(Source data)

────────────────────────────────────────

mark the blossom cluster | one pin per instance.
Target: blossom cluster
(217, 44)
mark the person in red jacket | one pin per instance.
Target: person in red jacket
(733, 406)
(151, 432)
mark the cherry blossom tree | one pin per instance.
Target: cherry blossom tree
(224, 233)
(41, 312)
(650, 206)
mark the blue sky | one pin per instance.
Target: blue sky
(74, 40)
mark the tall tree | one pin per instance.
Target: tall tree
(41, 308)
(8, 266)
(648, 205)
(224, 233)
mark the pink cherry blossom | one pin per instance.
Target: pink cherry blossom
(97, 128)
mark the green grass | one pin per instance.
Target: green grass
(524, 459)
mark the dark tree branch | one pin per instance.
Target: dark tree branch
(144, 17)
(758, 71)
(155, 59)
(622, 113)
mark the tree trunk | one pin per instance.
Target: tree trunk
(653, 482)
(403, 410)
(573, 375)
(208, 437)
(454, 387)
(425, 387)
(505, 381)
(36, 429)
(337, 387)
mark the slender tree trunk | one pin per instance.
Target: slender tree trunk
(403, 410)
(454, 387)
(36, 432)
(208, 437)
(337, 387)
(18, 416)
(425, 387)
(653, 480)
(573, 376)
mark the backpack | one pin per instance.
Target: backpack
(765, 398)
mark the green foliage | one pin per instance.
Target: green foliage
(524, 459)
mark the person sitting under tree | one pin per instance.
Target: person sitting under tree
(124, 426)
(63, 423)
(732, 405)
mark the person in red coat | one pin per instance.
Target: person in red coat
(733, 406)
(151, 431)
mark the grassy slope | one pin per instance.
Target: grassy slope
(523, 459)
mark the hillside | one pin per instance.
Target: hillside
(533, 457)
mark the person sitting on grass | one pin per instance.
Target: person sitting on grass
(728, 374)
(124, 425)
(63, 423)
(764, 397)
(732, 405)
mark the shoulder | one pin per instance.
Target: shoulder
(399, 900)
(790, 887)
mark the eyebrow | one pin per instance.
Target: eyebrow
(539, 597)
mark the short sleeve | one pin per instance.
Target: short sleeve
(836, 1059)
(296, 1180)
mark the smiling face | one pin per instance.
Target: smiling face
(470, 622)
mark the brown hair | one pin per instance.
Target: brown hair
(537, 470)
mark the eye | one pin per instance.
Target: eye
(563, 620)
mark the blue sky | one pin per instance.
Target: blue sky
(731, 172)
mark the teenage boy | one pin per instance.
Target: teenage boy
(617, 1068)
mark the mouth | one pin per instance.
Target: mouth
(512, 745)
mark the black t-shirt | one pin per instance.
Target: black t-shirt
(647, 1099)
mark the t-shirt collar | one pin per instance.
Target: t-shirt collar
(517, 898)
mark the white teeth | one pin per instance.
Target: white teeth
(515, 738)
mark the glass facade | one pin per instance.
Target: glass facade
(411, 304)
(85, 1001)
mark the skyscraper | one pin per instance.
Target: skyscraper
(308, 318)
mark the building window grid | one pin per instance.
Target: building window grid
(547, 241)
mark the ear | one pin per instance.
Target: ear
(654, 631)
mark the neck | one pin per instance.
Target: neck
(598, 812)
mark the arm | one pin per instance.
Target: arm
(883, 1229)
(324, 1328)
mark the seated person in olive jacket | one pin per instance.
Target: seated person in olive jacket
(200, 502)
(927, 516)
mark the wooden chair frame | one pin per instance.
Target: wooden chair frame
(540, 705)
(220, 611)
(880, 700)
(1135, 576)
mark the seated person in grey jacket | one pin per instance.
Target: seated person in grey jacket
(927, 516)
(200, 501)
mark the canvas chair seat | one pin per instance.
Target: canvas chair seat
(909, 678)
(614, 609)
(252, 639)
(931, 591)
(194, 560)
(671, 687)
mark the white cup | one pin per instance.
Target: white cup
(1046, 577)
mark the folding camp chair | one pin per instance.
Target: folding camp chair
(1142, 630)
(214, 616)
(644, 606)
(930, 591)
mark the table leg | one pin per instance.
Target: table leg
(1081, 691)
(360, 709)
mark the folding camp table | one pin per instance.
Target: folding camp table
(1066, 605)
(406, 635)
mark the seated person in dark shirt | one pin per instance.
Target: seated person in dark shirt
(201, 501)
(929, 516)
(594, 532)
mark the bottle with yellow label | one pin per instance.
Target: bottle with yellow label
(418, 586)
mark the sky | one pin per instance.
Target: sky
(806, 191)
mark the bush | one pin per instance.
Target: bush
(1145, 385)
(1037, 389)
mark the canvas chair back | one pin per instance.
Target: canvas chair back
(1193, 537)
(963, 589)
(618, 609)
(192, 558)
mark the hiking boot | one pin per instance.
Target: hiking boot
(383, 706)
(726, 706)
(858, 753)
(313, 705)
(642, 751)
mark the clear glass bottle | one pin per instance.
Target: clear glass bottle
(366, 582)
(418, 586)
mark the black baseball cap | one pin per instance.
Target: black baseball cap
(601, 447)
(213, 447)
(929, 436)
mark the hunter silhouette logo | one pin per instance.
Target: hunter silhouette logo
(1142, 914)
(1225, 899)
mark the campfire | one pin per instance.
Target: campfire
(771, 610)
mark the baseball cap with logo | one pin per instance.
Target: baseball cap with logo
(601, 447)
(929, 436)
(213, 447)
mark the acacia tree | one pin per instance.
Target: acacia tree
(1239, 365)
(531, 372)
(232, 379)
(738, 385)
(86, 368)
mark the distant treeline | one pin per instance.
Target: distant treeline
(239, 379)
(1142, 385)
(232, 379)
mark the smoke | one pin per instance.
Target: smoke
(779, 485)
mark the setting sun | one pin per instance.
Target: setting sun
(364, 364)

────────────────────────────────────────

Retype every one of the entries above word for word, without changing anything.

mark the blossom cluster | one pin per instance.
Target: blossom cluster
(217, 44)
mark the person in red jacket | one pin per instance.
Target: person in red jacket
(733, 406)
(151, 432)
mark the cherry blossom tree | one pin per instance.
Target: cherry blossom tree
(224, 233)
(41, 312)
(650, 206)
mark the blue sky | one pin per instance.
Target: blue sky
(74, 40)
mark the tall tree | one pin per instance.
Target: tall tree
(41, 308)
(8, 266)
(648, 205)
(224, 233)
mark the pink cherry blossom | one pin per instance.
Target: pink cherry blossom
(97, 128)
mark the green grass | one pin per instance.
Target: green grass
(524, 459)
mark the dark tree branch | one pin per instance.
Target: dark tree branch
(144, 17)
(758, 71)
(155, 59)
(622, 113)
mark the tree trunk | one pin per instance.
Target: tree trunk
(653, 482)
(403, 410)
(573, 375)
(208, 437)
(454, 387)
(425, 387)
(505, 381)
(36, 429)
(337, 387)
mark the slender tree trunk | one pin per instance.
Target: slender tree trunk
(403, 410)
(454, 387)
(36, 432)
(208, 437)
(337, 387)
(18, 416)
(425, 387)
(653, 480)
(573, 376)
mark the backpack | one pin per instance.
Target: backpack
(765, 398)
mark the green foliage | one pin per instance.
Target: green foliage
(524, 459)
mark the person sitting under tree | one pin per instance.
Target: person sitting under tree
(124, 426)
(63, 423)
(732, 405)
mark the person in red coat | one pin per instance.
Target: person in red coat
(733, 406)
(151, 431)
mark the grassy slope | one pin per instance.
Target: grassy slope
(523, 459)
mark the hillside | one pin per instance.
Target: hillside
(533, 457)
mark the person sitting on grass | one pin per instance.
Target: person sitting on grass
(728, 374)
(124, 425)
(63, 423)
(764, 397)
(732, 405)
mark the shoulder | one pin per instance.
Target: shoulder
(399, 900)
(790, 887)
mark the eyebrow | one pin per instance.
Target: eyebrow
(539, 597)
mark the short sleeve | one pin per instance.
Target: short sleeve
(836, 1059)
(296, 1180)
mark the smiling face | one pin per instance.
Target: smiling face
(470, 622)
mark the brown hair | one pin per instance.
Target: brown hair
(537, 470)
mark the eye | one pin per instance.
Target: eye
(563, 620)
mark the blue sky | one pin per instance.
Target: blue sky
(731, 172)
mark the teenage boy | one pin per instance.
Target: teenage boy
(617, 1068)
mark the mouth | one pin per instance.
Target: mouth
(512, 745)
mark the black t-shirt | one pin per instance.
Target: black t-shirt
(647, 1099)
mark the t-shirt collar | one pin per instance.
Target: t-shirt collar
(517, 898)
mark the white teeth | one pin per instance.
Target: white teeth
(515, 738)
mark the glass facade | one pin per instance.
Target: glass facade
(411, 304)
(85, 1001)
mark the skyscraper | one pin per instance.
Target: skyscraper
(308, 318)
mark the building window grid | one pin per instance.
Target: building window grid
(547, 241)
mark the ear | one pin per instance.
Target: ear
(654, 631)
mark the neck | one pin per instance.
Target: neck
(598, 812)
mark the arm | one pin per instance.
Target: arm
(883, 1229)
(324, 1328)
mark the seated person in olive jacket | one pin per instance.
Target: seated person in olive jacket
(200, 502)
(927, 516)
mark the wooden chair frame | one pin per instance.
Target: wooden chair frame
(540, 705)
(220, 611)
(880, 700)
(1135, 576)
mark the seated person in grey jacket | one pin per instance.
Target: seated person in grey jacket
(927, 516)
(200, 501)
mark the canvas chair seat | one pin per instance.
Target: canvas chair seat
(909, 678)
(614, 609)
(252, 639)
(931, 591)
(194, 560)
(671, 687)
mark the white cup | one pin per instance.
Target: white cup
(1046, 577)
mark the folding camp chair | one pin per instance.
Target: folding camp chair
(1142, 630)
(214, 616)
(644, 606)
(930, 591)
mark the table leg | one pin per instance.
Target: table leg
(1081, 691)
(360, 709)
mark the folding camp table | one pin per instance.
Target: folding camp table
(1066, 605)
(406, 635)
mark the seated person in dark shirt | one pin per instance.
Target: seated person in dark shirt
(201, 501)
(929, 516)
(594, 532)
mark the bottle with yellow label | one pin per instance.
Target: bottle with yellow label
(418, 586)
mark the sky | one pin per instance.
Target: sky
(806, 191)
mark the bush | one pin per instance.
Target: bush
(1145, 385)
(1037, 389)
mark the canvas chair back | one pin per instance.
Target: canvas chair back
(1193, 537)
(963, 589)
(618, 609)
(192, 558)
mark the hiking boot | one pin per instance.
Target: hiking boot
(383, 706)
(726, 706)
(858, 753)
(313, 705)
(642, 751)
mark the clear glass bottle | one pin per instance.
Target: clear glass bottle
(366, 582)
(418, 586)
mark the black baseball cap | one pin per instance.
Target: black baseball cap
(601, 447)
(213, 447)
(929, 436)
mark the hunter silhouette logo | one pin per instance.
Target: hunter silhouette logo
(1142, 914)
(1225, 899)
mark the campfire | one pin per instance.
Target: campfire
(771, 610)
mark the baseball cap with logo | one pin per instance.
Target: baseball cap with logo
(601, 447)
(929, 436)
(213, 447)
mark the acacia tree | one pin per instance.
Target: acacia tree
(1239, 365)
(531, 372)
(232, 379)
(738, 385)
(86, 368)
mark the distant treeline | one pin per instance.
Target: distant treeline
(239, 379)
(1142, 385)
(232, 379)
mark the smoke | one pin per instance.
Target: smoke
(779, 485)
mark the setting sun | one pin per instance.
Target: setting sun
(364, 364)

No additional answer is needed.